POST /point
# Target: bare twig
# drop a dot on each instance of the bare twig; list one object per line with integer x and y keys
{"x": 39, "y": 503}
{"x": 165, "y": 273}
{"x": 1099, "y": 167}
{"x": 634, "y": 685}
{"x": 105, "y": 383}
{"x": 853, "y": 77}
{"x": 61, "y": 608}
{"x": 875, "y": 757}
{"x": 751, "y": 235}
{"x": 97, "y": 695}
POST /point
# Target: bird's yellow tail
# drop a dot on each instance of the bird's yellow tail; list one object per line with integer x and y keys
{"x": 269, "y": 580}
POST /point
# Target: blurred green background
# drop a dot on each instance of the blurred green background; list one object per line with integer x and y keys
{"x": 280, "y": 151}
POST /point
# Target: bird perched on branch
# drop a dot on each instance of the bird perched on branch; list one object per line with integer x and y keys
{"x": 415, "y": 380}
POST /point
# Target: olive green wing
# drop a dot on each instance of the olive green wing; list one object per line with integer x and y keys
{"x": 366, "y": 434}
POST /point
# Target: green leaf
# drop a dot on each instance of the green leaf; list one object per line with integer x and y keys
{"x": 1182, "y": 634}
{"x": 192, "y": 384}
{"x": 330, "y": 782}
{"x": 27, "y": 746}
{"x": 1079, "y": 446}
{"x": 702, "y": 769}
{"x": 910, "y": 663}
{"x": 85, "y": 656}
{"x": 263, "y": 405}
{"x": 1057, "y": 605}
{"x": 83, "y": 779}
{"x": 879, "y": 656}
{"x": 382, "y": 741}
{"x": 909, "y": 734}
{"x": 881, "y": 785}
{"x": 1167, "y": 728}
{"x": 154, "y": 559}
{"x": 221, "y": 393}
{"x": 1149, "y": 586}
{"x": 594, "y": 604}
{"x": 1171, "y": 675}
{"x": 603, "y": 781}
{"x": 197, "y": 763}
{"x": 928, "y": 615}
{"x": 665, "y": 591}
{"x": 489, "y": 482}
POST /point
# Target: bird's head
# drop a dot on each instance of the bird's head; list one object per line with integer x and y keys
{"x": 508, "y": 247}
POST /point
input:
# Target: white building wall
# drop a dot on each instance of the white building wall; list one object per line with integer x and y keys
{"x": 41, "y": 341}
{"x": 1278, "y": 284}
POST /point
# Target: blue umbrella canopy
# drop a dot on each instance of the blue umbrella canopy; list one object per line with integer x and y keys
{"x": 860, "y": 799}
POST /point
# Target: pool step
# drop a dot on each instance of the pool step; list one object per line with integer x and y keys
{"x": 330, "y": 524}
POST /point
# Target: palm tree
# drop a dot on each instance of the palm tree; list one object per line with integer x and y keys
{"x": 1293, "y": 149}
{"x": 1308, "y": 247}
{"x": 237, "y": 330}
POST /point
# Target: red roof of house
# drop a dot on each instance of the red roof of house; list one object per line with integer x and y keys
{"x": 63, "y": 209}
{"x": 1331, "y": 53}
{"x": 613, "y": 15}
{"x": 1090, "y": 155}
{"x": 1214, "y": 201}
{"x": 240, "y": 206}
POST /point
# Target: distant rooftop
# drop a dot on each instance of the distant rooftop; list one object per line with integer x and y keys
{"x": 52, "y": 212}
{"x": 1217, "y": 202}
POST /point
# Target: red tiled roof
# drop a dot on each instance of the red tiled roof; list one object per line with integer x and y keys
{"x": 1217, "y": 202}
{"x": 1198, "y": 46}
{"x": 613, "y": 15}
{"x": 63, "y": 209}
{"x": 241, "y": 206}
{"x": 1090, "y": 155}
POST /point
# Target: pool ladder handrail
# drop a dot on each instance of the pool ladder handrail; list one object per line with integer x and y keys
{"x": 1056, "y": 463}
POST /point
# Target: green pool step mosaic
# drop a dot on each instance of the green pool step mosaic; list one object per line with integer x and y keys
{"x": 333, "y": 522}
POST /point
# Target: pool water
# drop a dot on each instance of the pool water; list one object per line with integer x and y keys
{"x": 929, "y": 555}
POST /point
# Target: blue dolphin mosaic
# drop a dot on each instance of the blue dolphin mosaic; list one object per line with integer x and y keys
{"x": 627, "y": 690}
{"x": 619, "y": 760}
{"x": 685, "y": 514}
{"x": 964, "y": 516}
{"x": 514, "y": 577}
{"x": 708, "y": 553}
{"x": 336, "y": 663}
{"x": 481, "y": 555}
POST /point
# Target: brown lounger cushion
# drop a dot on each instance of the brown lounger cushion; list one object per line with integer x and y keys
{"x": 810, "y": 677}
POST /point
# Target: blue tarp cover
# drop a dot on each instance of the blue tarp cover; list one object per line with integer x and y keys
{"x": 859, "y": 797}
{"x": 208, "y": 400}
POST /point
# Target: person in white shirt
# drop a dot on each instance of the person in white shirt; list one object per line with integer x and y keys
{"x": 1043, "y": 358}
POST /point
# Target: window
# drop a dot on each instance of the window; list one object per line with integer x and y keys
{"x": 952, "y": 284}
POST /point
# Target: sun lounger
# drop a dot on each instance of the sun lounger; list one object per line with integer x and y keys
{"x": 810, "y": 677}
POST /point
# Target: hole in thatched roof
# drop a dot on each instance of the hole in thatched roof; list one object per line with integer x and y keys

DO THIS: Determine how many lines in the listing above contain the word "branch", treating uppercase and lowercase as different. Reply with the number alone.

TASK RESULT: 2